Records from a dataset:
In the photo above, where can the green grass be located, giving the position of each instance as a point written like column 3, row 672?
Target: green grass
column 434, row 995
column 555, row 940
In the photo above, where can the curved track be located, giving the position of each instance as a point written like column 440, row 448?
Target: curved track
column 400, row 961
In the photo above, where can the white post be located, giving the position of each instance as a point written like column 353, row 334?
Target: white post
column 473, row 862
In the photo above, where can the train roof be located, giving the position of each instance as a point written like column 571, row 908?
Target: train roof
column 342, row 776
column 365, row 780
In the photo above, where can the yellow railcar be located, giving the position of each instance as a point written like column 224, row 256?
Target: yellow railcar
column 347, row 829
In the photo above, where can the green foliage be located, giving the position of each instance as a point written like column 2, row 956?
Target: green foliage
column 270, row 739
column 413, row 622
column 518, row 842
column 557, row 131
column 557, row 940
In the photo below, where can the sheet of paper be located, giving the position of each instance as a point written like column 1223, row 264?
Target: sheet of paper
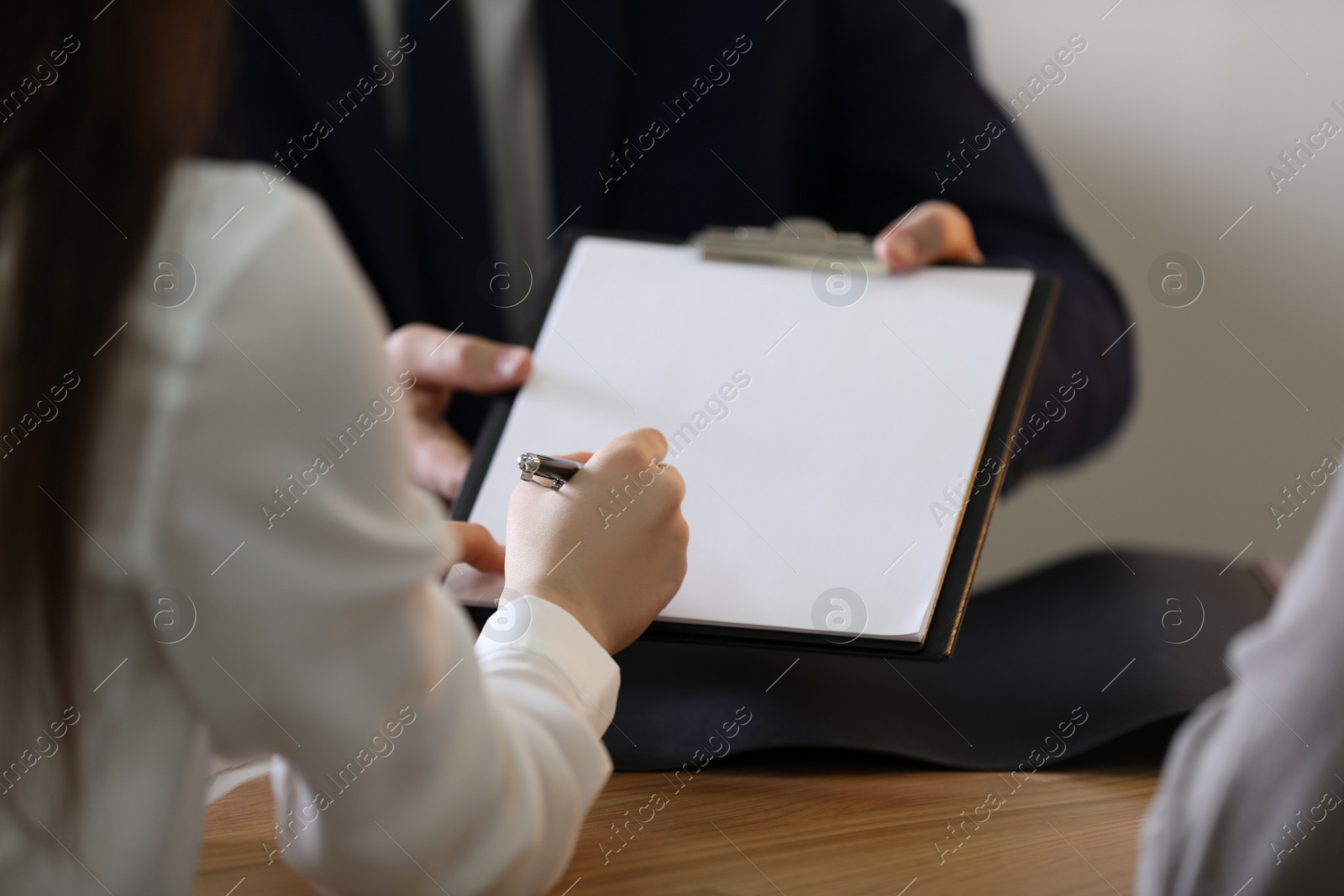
column 824, row 446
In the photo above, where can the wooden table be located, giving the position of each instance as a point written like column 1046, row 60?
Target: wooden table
column 800, row 822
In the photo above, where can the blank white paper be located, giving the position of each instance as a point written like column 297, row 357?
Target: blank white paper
column 848, row 427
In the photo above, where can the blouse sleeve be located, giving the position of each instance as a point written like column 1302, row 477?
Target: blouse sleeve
column 1252, row 788
column 410, row 758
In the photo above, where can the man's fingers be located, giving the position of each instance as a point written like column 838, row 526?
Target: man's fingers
column 479, row 547
column 459, row 362
column 438, row 458
column 933, row 231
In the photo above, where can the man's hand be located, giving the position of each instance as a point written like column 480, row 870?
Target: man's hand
column 443, row 365
column 932, row 231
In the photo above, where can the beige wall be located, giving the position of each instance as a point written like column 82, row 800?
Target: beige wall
column 1169, row 120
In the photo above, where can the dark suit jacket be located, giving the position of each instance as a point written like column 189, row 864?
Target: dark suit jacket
column 667, row 116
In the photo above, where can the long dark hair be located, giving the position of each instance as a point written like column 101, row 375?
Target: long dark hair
column 97, row 101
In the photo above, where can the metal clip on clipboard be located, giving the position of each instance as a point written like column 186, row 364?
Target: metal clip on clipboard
column 793, row 242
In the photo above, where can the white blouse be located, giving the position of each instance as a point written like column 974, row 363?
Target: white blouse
column 264, row 579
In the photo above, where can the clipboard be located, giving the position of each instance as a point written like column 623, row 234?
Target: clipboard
column 810, row 244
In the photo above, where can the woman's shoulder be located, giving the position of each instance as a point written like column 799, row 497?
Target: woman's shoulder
column 233, row 241
column 221, row 206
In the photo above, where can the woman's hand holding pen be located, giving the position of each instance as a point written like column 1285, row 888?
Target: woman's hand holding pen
column 609, row 547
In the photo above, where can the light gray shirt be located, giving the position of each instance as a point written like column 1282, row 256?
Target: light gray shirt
column 1250, row 799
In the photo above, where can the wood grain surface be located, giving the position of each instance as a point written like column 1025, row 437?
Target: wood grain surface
column 799, row 822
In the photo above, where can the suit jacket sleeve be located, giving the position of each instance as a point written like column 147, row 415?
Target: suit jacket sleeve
column 909, row 100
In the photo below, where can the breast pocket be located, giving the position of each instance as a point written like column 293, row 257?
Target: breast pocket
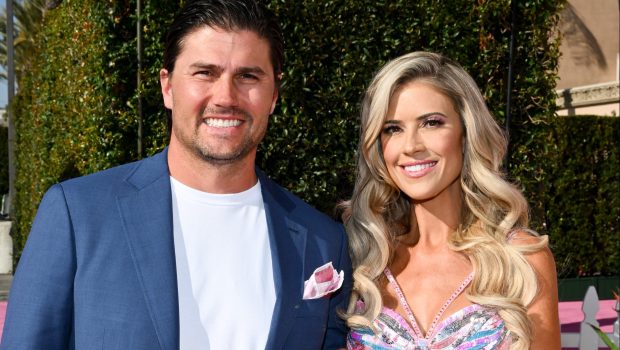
column 129, row 338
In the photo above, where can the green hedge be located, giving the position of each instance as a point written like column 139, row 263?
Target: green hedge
column 4, row 160
column 76, row 109
column 582, row 210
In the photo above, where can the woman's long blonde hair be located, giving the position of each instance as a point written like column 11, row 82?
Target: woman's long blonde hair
column 492, row 207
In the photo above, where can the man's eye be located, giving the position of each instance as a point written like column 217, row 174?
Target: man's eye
column 248, row 76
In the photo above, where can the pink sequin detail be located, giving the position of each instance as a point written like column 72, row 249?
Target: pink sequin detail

▶ PROBLEM DETAILS
Reproduce word for word the rows between the lines holding "In the photo above, where can the white blouse" and "column 799, row 822", inclusive.

▶ PROBLEM SOLUTION
In the photo above, where can the white blouse be located, giving the position of each instance as a point written like column 974, row 363?
Target: white blouse
column 264, row 579
In the photo above, where can the clipboard be located, giving the position of each instance as a point written like column 623, row 234?
Target: clipboard
column 810, row 244
In the photo above, where can the woman's shoulder be located, giving the position of each instance as a point written like column 799, row 497?
Target: woman's shoulder
column 233, row 241
column 221, row 206
In the photo above, where can the woman's hand holding pen be located, giving the position of each instance as a point written like column 1285, row 888?
Target: woman's hand holding pen
column 609, row 547
In the photo above, where can the light gray shirt be located, giving the position of each instance as a point written like column 1282, row 256?
Target: light gray shirt
column 1250, row 799
In the photo above, where can the wood grain surface be located, giving the position of each instance as a point written like column 1025, row 437?
Target: wood grain surface
column 799, row 822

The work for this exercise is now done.